■ Problem to solve:
Print the material below verbatim, line for line, but leave out the pictures.

■ Supplied data:

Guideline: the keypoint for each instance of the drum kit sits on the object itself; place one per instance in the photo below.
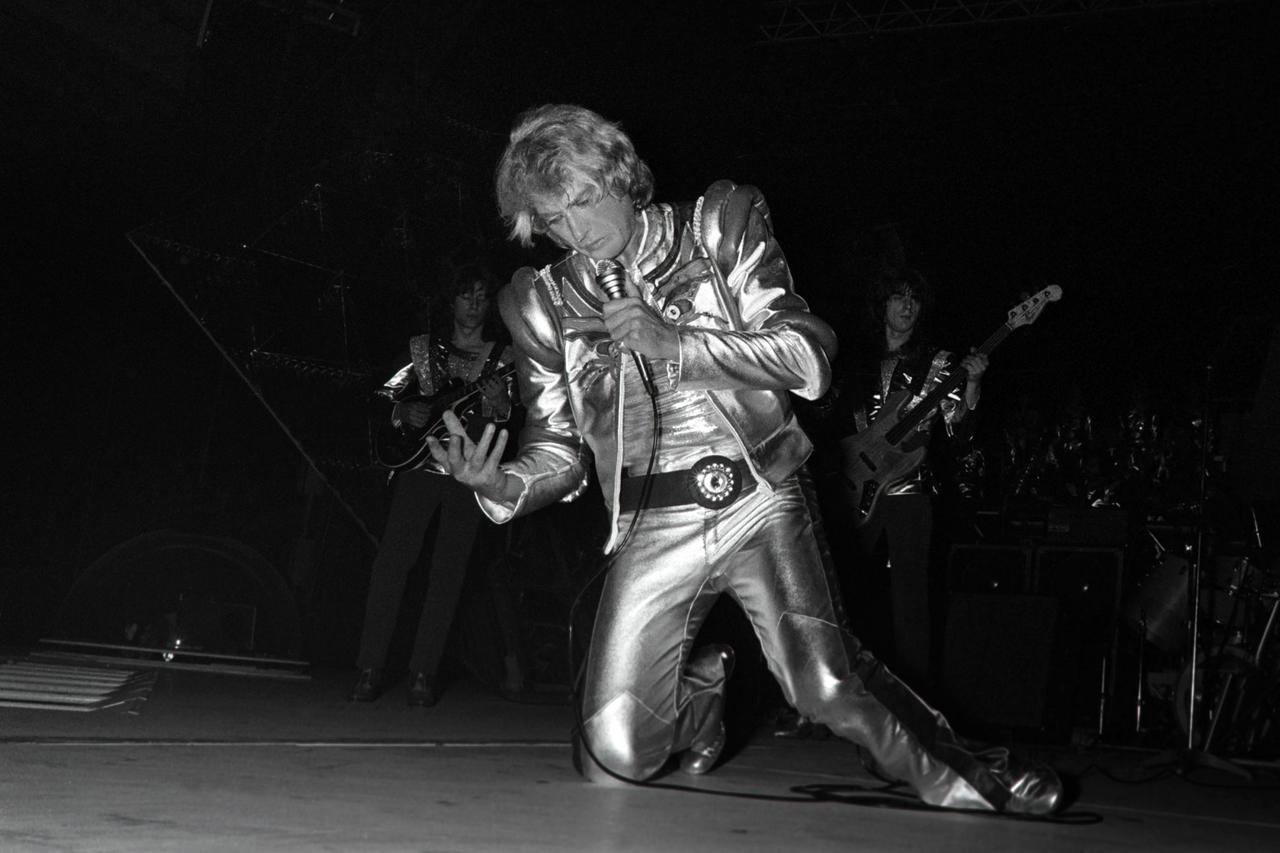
(1215, 667)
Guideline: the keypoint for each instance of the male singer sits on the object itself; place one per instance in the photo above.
(703, 479)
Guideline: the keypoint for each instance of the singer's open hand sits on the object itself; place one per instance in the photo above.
(474, 464)
(639, 328)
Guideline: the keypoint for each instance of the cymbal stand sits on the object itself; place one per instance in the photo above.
(1189, 757)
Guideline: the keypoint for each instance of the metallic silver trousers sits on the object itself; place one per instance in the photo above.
(647, 692)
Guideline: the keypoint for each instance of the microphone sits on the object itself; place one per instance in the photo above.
(612, 279)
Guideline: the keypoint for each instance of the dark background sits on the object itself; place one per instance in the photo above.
(342, 153)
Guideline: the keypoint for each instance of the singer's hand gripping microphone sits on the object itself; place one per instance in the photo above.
(612, 279)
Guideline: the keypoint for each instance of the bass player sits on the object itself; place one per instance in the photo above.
(464, 350)
(899, 370)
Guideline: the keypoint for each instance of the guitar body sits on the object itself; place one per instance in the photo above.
(405, 447)
(872, 463)
(891, 448)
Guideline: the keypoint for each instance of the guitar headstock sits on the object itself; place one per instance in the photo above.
(1025, 313)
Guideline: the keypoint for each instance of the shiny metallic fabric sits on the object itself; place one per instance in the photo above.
(645, 699)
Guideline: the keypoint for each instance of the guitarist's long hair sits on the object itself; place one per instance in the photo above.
(437, 306)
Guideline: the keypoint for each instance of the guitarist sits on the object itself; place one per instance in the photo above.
(901, 363)
(465, 350)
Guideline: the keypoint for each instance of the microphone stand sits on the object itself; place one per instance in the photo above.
(1189, 757)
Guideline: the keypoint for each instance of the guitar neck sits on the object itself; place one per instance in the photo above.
(958, 378)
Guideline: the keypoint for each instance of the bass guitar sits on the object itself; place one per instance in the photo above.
(403, 447)
(881, 455)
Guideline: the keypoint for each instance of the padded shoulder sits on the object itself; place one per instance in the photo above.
(726, 213)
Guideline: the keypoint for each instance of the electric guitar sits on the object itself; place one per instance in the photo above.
(881, 455)
(405, 447)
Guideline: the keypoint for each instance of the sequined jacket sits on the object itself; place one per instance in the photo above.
(746, 341)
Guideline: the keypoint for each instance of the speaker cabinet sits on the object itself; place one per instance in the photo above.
(1087, 583)
(997, 661)
(986, 569)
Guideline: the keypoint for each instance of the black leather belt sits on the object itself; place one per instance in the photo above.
(713, 482)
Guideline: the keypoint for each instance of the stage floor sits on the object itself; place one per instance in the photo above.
(220, 762)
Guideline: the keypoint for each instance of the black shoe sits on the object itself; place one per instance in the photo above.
(421, 690)
(1033, 788)
(791, 724)
(709, 742)
(366, 685)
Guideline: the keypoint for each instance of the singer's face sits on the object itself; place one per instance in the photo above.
(589, 220)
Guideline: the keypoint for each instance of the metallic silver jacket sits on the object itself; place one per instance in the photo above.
(746, 340)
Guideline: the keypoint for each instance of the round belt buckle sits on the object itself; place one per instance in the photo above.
(714, 482)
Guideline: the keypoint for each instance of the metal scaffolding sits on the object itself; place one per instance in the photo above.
(786, 21)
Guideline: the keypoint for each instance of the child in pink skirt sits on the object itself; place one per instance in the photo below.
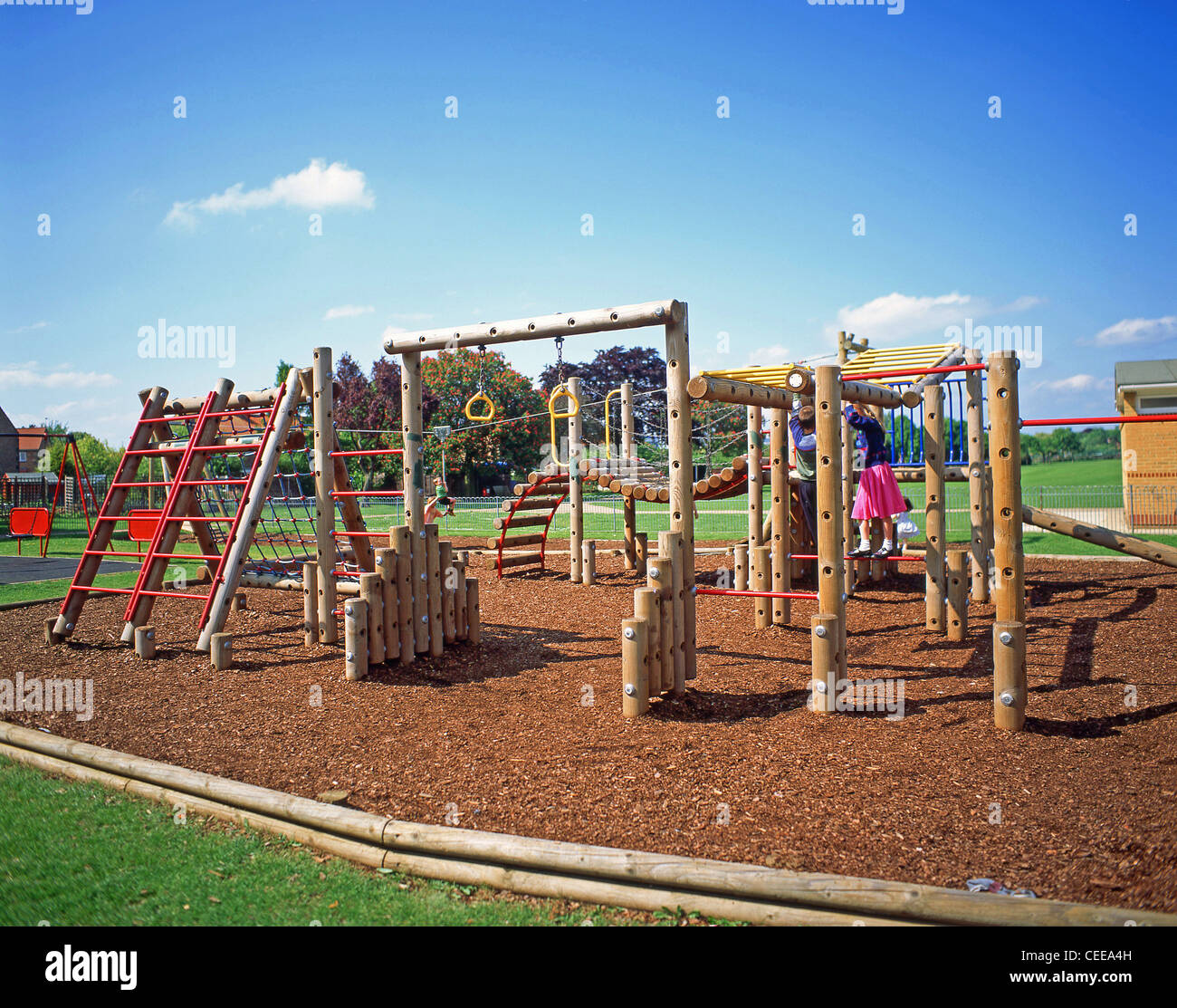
(878, 494)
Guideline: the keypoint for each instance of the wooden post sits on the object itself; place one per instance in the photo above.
(324, 419)
(356, 638)
(761, 571)
(958, 596)
(682, 474)
(830, 548)
(660, 577)
(754, 478)
(635, 667)
(474, 617)
(434, 583)
(145, 642)
(781, 534)
(933, 514)
(741, 557)
(448, 581)
(976, 434)
(588, 563)
(401, 538)
(372, 596)
(646, 608)
(459, 595)
(389, 603)
(824, 638)
(220, 651)
(628, 505)
(1005, 464)
(576, 491)
(413, 475)
(310, 604)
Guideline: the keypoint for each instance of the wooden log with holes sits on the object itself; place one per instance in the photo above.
(356, 638)
(434, 584)
(372, 596)
(780, 496)
(1005, 464)
(646, 609)
(322, 411)
(934, 514)
(401, 538)
(474, 617)
(389, 602)
(660, 577)
(957, 612)
(635, 667)
(310, 604)
(830, 563)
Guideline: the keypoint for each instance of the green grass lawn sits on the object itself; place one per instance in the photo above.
(79, 855)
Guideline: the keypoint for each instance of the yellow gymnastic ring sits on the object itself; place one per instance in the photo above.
(479, 397)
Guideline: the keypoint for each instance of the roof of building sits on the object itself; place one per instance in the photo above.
(1145, 372)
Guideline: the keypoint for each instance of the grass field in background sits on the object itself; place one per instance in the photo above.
(75, 854)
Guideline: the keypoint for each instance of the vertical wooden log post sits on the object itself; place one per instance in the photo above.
(413, 481)
(830, 549)
(761, 570)
(933, 516)
(459, 595)
(576, 493)
(372, 596)
(310, 604)
(642, 543)
(434, 583)
(781, 534)
(448, 583)
(824, 648)
(628, 505)
(958, 596)
(1005, 464)
(976, 434)
(356, 646)
(389, 602)
(322, 408)
(401, 538)
(635, 667)
(741, 560)
(646, 608)
(660, 577)
(682, 470)
(474, 615)
(220, 651)
(754, 478)
(588, 562)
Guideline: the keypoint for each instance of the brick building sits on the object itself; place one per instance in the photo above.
(1149, 451)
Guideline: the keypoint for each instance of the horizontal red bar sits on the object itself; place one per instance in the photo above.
(368, 451)
(1062, 422)
(910, 372)
(756, 593)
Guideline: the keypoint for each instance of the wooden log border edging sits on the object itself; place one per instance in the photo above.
(548, 868)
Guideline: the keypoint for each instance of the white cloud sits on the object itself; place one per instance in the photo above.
(898, 318)
(348, 311)
(32, 328)
(1137, 330)
(317, 187)
(31, 376)
(1076, 383)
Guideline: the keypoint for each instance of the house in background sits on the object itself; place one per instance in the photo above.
(32, 442)
(8, 446)
(1149, 451)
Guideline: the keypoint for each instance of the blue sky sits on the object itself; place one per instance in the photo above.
(564, 110)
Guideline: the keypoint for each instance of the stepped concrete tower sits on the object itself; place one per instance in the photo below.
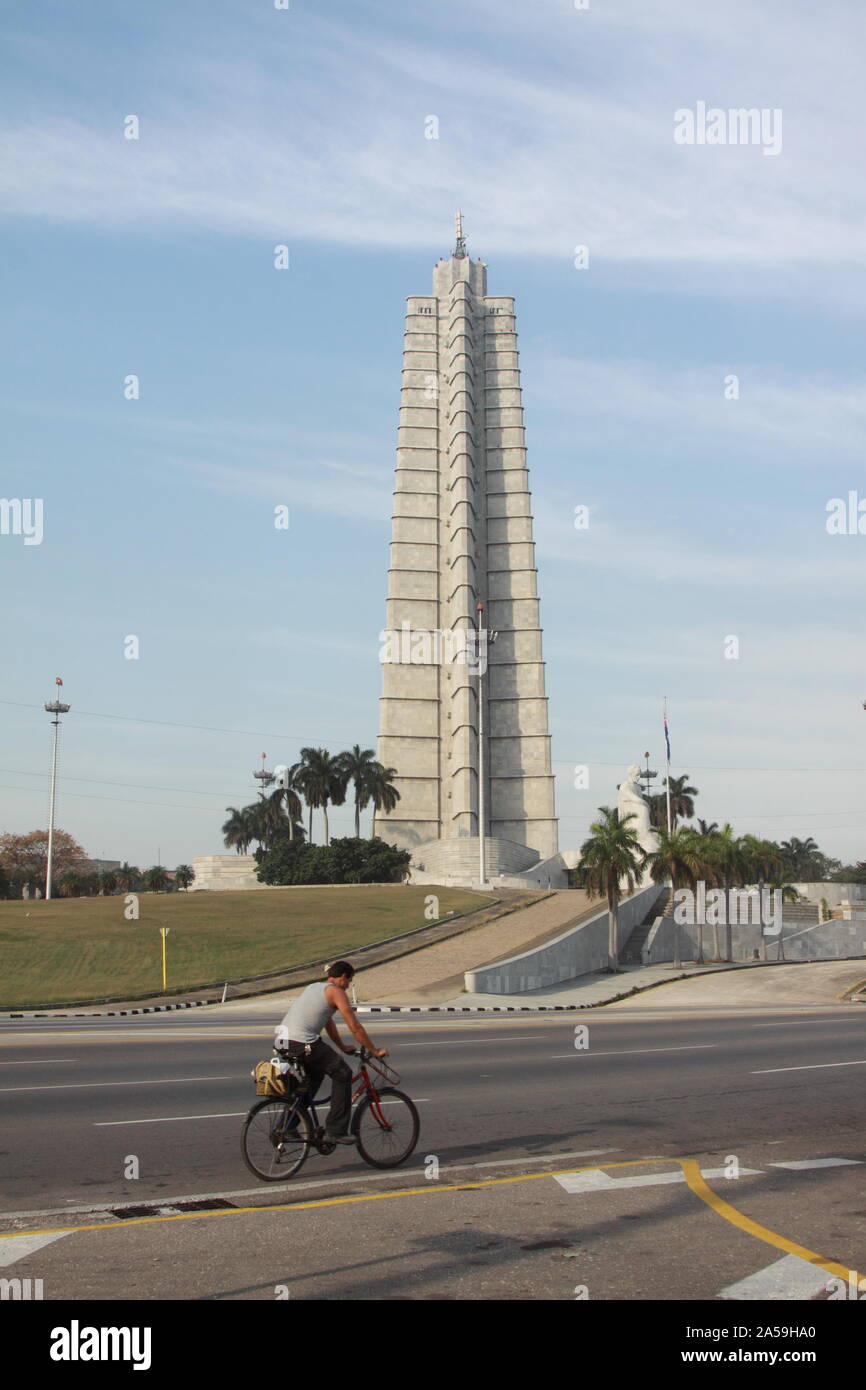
(463, 709)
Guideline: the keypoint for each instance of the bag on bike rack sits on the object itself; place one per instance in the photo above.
(271, 1080)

■ The response:
Guideline: the keypoint for each instance of the drum kit sits on the object itself; place one per instance in the photo below.
(1215, 667)
Guideline: the keypoint for each instance of the male singer sits on the object itself; place one per instance in the photo above.
(703, 479)
Guideline: the keypoint for each instance of the singer's open hand sits on the object itself; place one per instance in the photo above.
(474, 464)
(639, 328)
Guideline: the keypoint for each instance of the cymbal stand sits on the object itself; place one per instance in the photo above.
(1189, 757)
Guideline: the keypoint for each instance of the metallic silver trousers sits on the object itself; place one per instance in the photo above.
(647, 692)
Guideline: the keypoint for each instance of the microphone sits on the object itself; place one per instance in the photo above.
(612, 279)
Guideline: the keypoint for each instance of the dark background sits on the object itself; place one per instance in the photo above.
(342, 153)
Guideline: the keypoint for each instance of the singer's hand gripping microphone sits on the object itself; place one per instance in the photo above.
(612, 279)
Guideline: the keypoint for each instance of the bass player sits on the object itself; place one per instance in the photo above.
(464, 350)
(899, 370)
Guideline: the keypoint for each instance of the guitar body sits on the object itself; place one per instance in the photo above.
(405, 447)
(872, 463)
(891, 448)
Guideline: the keypoint for each instance of the guitar headstock sits on the object itself; place one per instance in the photo above.
(1025, 313)
Guideline: the keypoint for each instance of the shiny metallic fabric sits on the object itself; place one per instance in the photo above.
(645, 699)
Guideline: the keypoint for each instance of the guitarist's long hair sits on the object itself; place one per instance in the photo above.
(437, 306)
Guideline: the keypoint for each instance of the guitarist sits on the object itself; place one per instance in the photo above.
(901, 363)
(465, 350)
Guideline: the keypoint for each instance of the microphone stand sits on the object itself; place one per instance in the photo above.
(1189, 757)
Guideline: the keypoint for each instance of the guitar neck sits on the object itself; place one per instance in the photo above.
(958, 378)
Guideline: the keypoint for each instance of the bass guitar sits on the object itself; place one per instance in the photo above.
(403, 447)
(881, 455)
Guideline: the keypoint for each instance of the padded shoulder sits on the object itself; place one per instance in the photo above.
(726, 213)
Guideline: the keypoint for each instance of the electric guitar sits on the object itself; place one per instance in the photo above.
(881, 455)
(405, 447)
Guideline: the keypoint for each instance of the sequined jacket sits on the object itself; place one per instance in the photo above.
(746, 341)
Guideline: the keypoint for each instance of the speaker cabinet sits on the object itself; place one per instance in the photo above.
(1087, 583)
(997, 661)
(986, 569)
Guideline: the keypoint for each instance of the black leather belt sits on the object itself; place one per instance in the photo above.
(713, 482)
Guideline: the keypoint for each instance of the stage floor sits on the object itself; place one per instance in the photo above.
(220, 762)
Guideline: the keypoint for each instance of the black shoe sits on the object itself; place one per instance in the photo above.
(421, 690)
(1033, 788)
(791, 724)
(709, 742)
(366, 685)
Guideline: the keypoint for each instance of the singer's face sits on the object itself; place one per instance in the photo above.
(589, 220)
Guideline: the keypoint for each instance of the metallic silver jacket sits on the object itself; place one per instance in the photo above.
(746, 340)
Guideline: the keypoint for each instance of the round belt buckle sits on the object itself; place one per instance in the photo above.
(714, 482)
Guideline: the keypoint for each instance of the metal scaffolding sits on the object itself; place one per instance in the photo above.
(786, 21)
Guideline: the keypoint for each instance of the child in pink skirt sits on the object itself; place one per instance in the photo below.
(878, 494)
Guideline: the keypoint for each instance of the wooden post sits on the object itself; place one per instance in the photo above.
(324, 419)
(356, 638)
(761, 571)
(958, 596)
(682, 474)
(830, 548)
(660, 577)
(754, 478)
(635, 667)
(474, 617)
(434, 583)
(145, 642)
(781, 534)
(933, 514)
(741, 557)
(448, 581)
(976, 434)
(588, 563)
(401, 538)
(372, 596)
(646, 608)
(459, 595)
(389, 603)
(824, 638)
(220, 651)
(628, 505)
(1005, 464)
(576, 491)
(413, 475)
(310, 604)
Guideline: the keypoint for each instance of the wooden log with holes sits on the object itself; place one per instance in the photo above.
(356, 638)
(434, 584)
(372, 596)
(780, 496)
(1005, 464)
(646, 609)
(322, 411)
(934, 514)
(401, 538)
(474, 617)
(389, 602)
(660, 577)
(957, 612)
(635, 667)
(310, 604)
(830, 563)
Guideline: the keypoint for each instance of the green grass lawn sits on the object itself; place one per instance in the photo above.
(79, 855)
Guideline: the keypoint for each instance of the yellow gymnastic ring sits on the object itself; place one per instance in the photo above.
(479, 397)
Guideline: the keypoint for each instance of the roof of building sits on the object itself; place one per instance in the photo above.
(1145, 372)
Guideline: the keypoint for each instance of the grass field in background sits on the object itself; place one per instance in the photo above.
(75, 854)
Guideline: the keypoint for each instance of the vertical wooden log post sits on the object itself; place one per instance in the photo above.
(413, 481)
(830, 549)
(761, 570)
(933, 516)
(459, 595)
(576, 493)
(372, 596)
(310, 604)
(642, 543)
(434, 583)
(781, 534)
(448, 583)
(824, 648)
(628, 505)
(958, 596)
(1005, 464)
(976, 434)
(356, 646)
(389, 602)
(322, 408)
(401, 538)
(635, 667)
(741, 560)
(646, 608)
(660, 577)
(682, 470)
(474, 615)
(220, 651)
(754, 478)
(588, 562)
Guideline: the keypoint for each instance of the brick building sits on the object itself; place one per instance in the photo above.
(1149, 451)
Guideline: the keypoint for each instance of the horizontal red bar sits on the object itself; place one per instance in the photo above.
(368, 451)
(1062, 422)
(910, 372)
(756, 593)
Guideline: the keypoint for each instance of the wooden log border edging sits on the object itself; place one per instance in the photo above.
(548, 868)
Guideline: the keypoint for each instance of the white cloud sits on the object itself; place one per instance in the photo above.
(898, 318)
(348, 311)
(32, 328)
(1137, 330)
(317, 187)
(31, 376)
(1076, 383)
Guideline: the keypoint for each instance of the house in background sits on the object itself; place one per instance in the photo above.
(32, 442)
(8, 446)
(1149, 451)
Guideline: the keypoint for each instance of the blue sky sits on the object itself; place one per instance in the photo above.
(564, 110)
Guideline: the keypoint for each instance of the stepped concrete tower sits on the object itself; place one per instance in the photo below.
(463, 709)
Guideline: the keypoint for each instance of the bag on bike rack sits on the object itself; place one per instance in the photo above.
(271, 1080)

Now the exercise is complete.